◆ Text excerpt:

Article III A (9) of the Employer Benefit Plan describes the Vision Care Program required under the Plan.

Under Article XX (c) (3) (i) and paragraph (10) of the 1984 Coal Wage Agreement, health care benefits are guaranteed during the term of the Agreement, subject to the terms of the Agreement, at the level of benefits provided in the 1950 Benefit Plan, 1974 Benefit Plan, and the Employer Benefit Plan.

Article III A(8) of the Employer Benefit Plan specifies that the beneficiary will be subject only to a co-payment.of $5.00 or $7.50 per office visit, house call, in-hospital medical admission and clinic or out-patient department visit. Article III A(9) of the Employer Benefit Plan specifies the vision care services to be covered under an Employer Plan.

Levels of benefits to be provided to Employees, Pensioners and their dependents and survivors which are established through collective bargaining may not be unilaterally changed by an Employer. The Respondent’s use of a non-conforming health coverage plan and its failure to provide vision care coverage is inconsistent with the provisions of the 1984 Wage Agreement and the Employer Benefit Plan,

Opinion of the Trustees

The Respondent’s use of a substandard health coverage plan is inconsistent with the express provisions of the 1984 Coal Wage Agreement. The Respondent is responsible for providing benefits coverage for its Employees, Pensioners and their dependents and survivors at the level specified in the Employer Benefit Plan incorporated by reference into the 1984 Coal Wage Agreement.

◆ Material supplied:

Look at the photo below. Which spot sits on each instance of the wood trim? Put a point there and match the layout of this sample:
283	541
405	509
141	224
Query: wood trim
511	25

==

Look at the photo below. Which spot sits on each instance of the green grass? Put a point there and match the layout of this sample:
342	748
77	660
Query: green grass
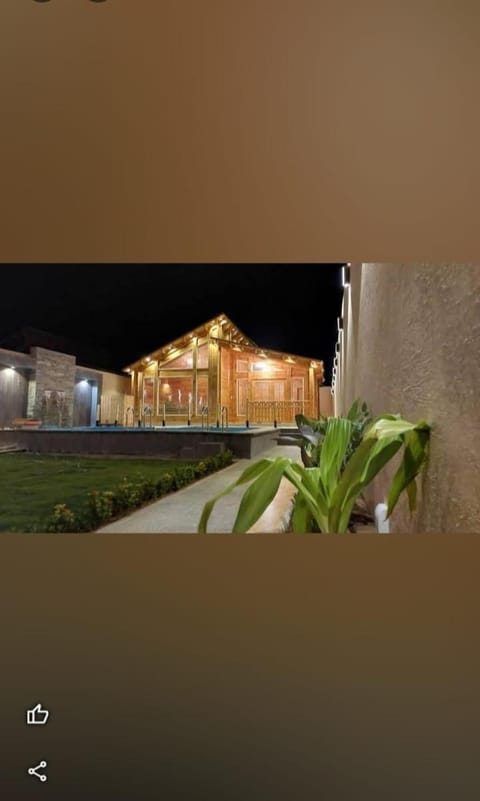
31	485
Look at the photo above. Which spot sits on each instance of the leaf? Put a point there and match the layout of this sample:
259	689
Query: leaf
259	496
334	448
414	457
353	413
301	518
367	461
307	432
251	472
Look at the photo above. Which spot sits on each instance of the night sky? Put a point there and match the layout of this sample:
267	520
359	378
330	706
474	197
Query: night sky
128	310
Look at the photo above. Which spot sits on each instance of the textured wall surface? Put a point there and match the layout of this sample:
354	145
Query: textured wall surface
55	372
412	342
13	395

◆ Prompt A: In the coal benefits text, what co-payment per office visit does Article III A(8) of the Employer Benefit Plan specify?
◆ Prompt B: Copy word for word the part of the coal benefits text that begins at the words "Article III A(8)" and stops after "an Employer Plan.".

◆ Task solution A: $5.00 or $7.50 per office visit.

◆ Task solution B:
Article III A(8) of the Employer Benefit Plan specifies that the beneficiary will be subject only to a co-payment.of $5.00 or $7.50 per office visit, house call, in-hospital medical admission and clinic or out-patient department visit. Article III A(9) of the Employer Benefit Plan specifies the vision care services to be covered under an Employer Plan.